> THE PROBLEM
Reproduce, line for line, the stretch of entries from the line containing "Target: rear fender" through the end of the entries. Omit the pictures from your answer.

____ RECORDED INFORMATION

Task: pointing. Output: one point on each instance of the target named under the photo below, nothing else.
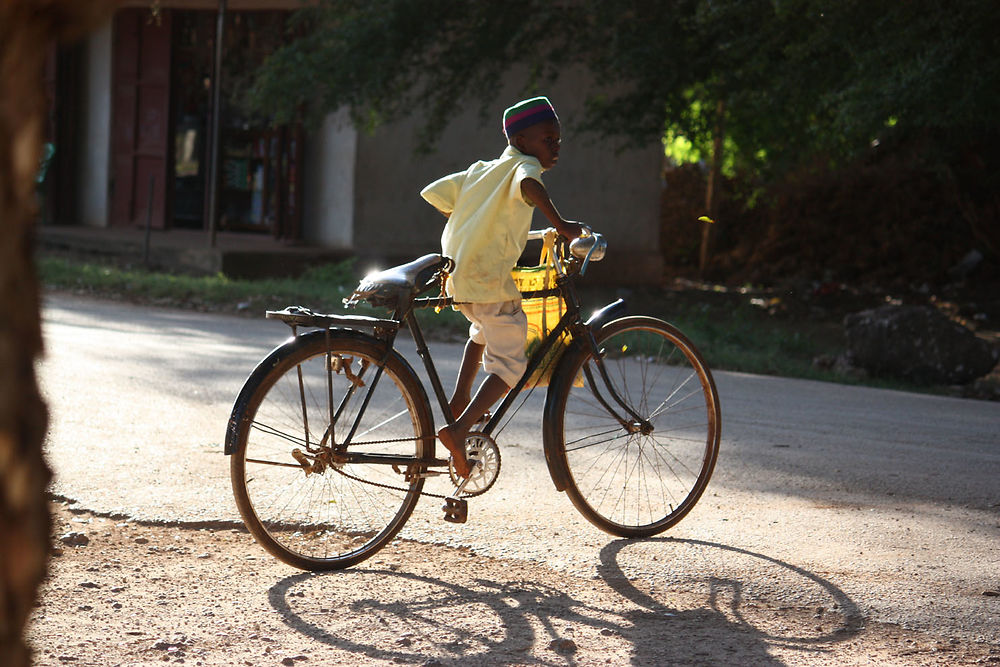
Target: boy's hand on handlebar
(571, 230)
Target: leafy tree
(797, 77)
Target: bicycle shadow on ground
(780, 604)
(476, 613)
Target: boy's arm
(535, 193)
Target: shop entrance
(259, 166)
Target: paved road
(884, 505)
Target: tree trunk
(711, 189)
(27, 29)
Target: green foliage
(798, 78)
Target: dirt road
(843, 526)
(136, 594)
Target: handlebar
(590, 246)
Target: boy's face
(541, 141)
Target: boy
(489, 207)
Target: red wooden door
(140, 117)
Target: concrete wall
(328, 209)
(95, 129)
(616, 194)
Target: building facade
(133, 122)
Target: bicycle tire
(634, 484)
(336, 515)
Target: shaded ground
(124, 593)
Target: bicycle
(332, 436)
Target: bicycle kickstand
(456, 510)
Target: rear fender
(555, 455)
(237, 420)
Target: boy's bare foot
(457, 450)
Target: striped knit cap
(524, 114)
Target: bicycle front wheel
(641, 477)
(296, 493)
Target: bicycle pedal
(456, 510)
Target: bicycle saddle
(415, 276)
(414, 273)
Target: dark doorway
(258, 177)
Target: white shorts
(502, 328)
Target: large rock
(916, 343)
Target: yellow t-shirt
(487, 226)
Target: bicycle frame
(386, 330)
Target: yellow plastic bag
(543, 312)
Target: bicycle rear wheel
(635, 482)
(301, 504)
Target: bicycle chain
(386, 486)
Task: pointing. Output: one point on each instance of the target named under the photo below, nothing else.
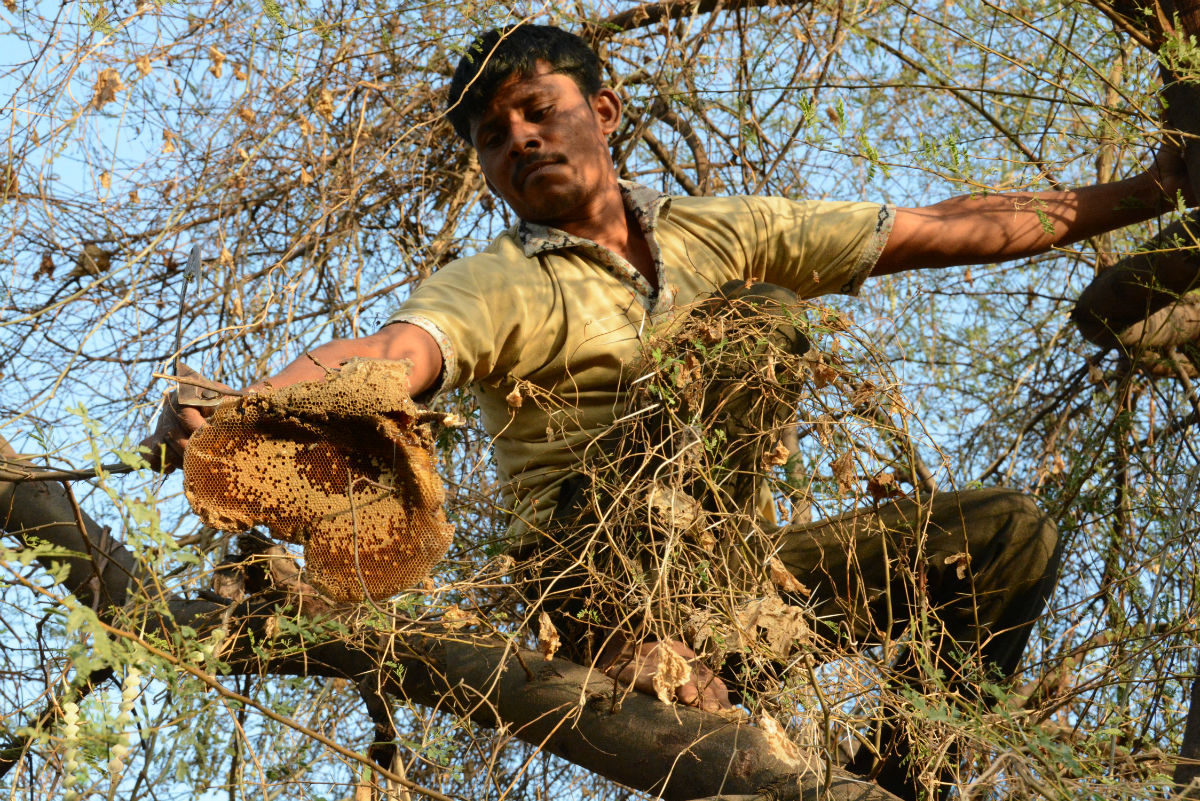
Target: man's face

________

> TASK OUTPUT
Target: rear fender
(555, 455)
(237, 420)
Target: boy's bare foot
(457, 450)
Target: striped knit cap
(524, 114)
Target: bicycle front wheel
(641, 477)
(296, 493)
Target: bicycle pedal
(456, 510)
Target: bicycle saddle
(415, 276)
(414, 273)
Target: dark doorway
(258, 177)
Target: white shorts
(502, 328)
Target: large rock
(916, 343)
Target: yellow t-shirt
(487, 226)
Target: bicycle frame
(386, 330)
Target: yellow plastic bag
(543, 312)
Target: bicycle rear wheel
(635, 482)
(301, 504)
Target: bicycle chain
(386, 486)
Task: pointing. Output: one point on each instance of the target named under the photo below, nothing else.
Target: man's face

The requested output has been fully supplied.